Records contained in a dataset
⁂
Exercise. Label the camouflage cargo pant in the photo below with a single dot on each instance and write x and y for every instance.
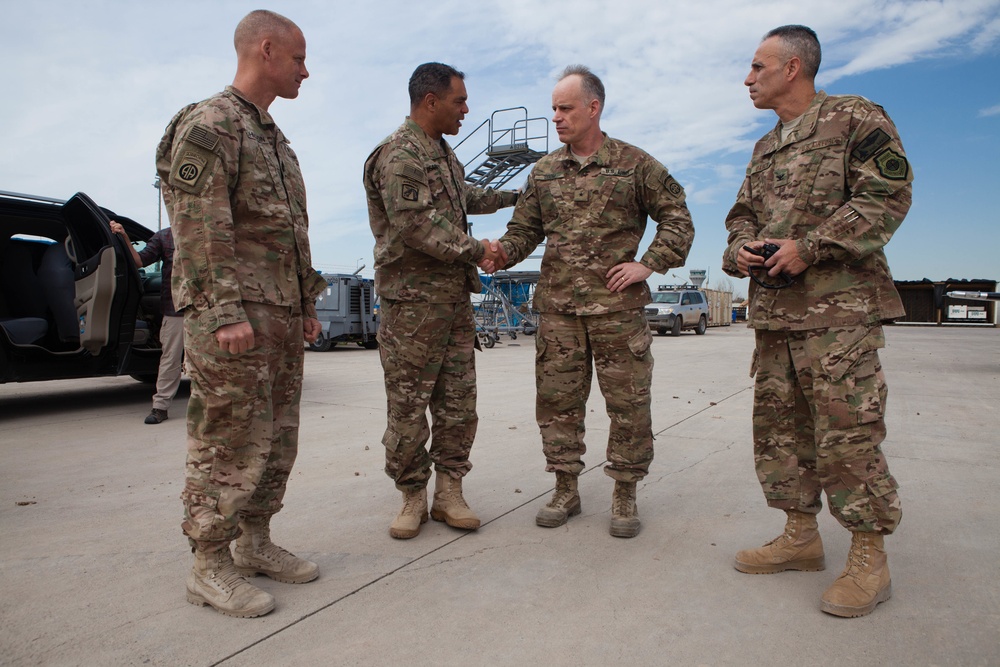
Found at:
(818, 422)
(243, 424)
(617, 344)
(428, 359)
⁂
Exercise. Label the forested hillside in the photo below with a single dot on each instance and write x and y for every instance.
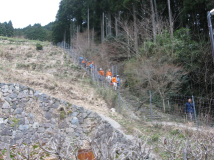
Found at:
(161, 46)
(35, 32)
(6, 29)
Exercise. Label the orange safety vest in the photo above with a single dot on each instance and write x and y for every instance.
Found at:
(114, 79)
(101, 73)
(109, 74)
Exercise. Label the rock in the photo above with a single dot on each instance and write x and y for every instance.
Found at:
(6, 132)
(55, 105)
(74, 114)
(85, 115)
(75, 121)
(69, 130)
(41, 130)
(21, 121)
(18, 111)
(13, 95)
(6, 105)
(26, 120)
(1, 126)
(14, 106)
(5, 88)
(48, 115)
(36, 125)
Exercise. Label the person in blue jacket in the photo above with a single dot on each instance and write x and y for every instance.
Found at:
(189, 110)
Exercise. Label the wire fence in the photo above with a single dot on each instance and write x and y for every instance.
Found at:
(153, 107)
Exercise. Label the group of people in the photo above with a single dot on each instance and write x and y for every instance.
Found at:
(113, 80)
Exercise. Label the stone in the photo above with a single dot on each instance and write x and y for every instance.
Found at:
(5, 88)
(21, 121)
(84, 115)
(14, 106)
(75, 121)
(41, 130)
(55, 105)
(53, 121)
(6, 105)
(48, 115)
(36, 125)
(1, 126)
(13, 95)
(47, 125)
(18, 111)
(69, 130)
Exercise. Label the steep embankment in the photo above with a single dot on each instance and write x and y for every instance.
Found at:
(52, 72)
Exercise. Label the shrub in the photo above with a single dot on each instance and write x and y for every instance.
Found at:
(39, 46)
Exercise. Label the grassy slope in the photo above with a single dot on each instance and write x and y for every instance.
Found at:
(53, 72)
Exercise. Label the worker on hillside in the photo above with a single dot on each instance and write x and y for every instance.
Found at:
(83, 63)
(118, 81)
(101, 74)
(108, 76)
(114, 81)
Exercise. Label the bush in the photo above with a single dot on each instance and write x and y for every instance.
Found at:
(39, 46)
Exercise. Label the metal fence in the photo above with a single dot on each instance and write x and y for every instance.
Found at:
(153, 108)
⁂
* Instructions to follow
What lines above contain "below"? Copy them out.

* Exercise solution
Exercise. Label the camouflage cargo pant in the photo below with a single dot on each instance and write x and y for every instance.
Exercise. Label the forested hillside in the photo below with a single dot on each instance and write x and y for every instance.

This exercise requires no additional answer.